§ Given task
Pull out the lines of the listing below, starting with the line that contains "Question. The photo above holds the distant" and running through the end of the listing. Copy them word for word.

(Excerpts from a pointing dataset)
* begin *

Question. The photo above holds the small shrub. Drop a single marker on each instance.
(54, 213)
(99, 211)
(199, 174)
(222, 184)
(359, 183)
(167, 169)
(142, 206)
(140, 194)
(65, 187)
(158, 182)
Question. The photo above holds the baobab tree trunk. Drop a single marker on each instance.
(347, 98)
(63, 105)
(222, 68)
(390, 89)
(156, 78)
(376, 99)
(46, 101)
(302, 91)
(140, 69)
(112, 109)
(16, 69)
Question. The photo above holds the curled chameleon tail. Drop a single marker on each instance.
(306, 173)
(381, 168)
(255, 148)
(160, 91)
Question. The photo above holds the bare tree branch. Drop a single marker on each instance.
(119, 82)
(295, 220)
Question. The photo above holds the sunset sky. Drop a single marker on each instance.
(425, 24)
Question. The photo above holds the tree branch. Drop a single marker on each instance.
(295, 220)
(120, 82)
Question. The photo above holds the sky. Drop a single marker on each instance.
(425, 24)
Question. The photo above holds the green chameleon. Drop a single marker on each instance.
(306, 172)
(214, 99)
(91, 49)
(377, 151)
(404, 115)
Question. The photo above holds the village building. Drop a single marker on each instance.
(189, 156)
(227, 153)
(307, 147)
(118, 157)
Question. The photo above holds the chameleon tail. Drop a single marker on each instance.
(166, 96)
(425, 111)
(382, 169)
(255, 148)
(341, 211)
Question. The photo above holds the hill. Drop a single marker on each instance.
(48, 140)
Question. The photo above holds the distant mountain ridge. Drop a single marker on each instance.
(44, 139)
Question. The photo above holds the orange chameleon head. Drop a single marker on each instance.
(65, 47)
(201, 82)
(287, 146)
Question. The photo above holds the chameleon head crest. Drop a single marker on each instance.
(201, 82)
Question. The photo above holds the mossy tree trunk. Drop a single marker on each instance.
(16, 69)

* end *

§ Final result
Question. The photo above holds the distant mountain ridge. Drop a single marker on each instance.
(44, 139)
Question. The photo above holds the orange chameleon head. Drop a single marker on each instance.
(65, 47)
(201, 82)
(287, 146)
Question. The photo above holds the chameleon head crest. Drop a single marker on each instance.
(201, 82)
Question. The photo above holds the mossy tree trunk. Drop a single marker on each instance.
(16, 69)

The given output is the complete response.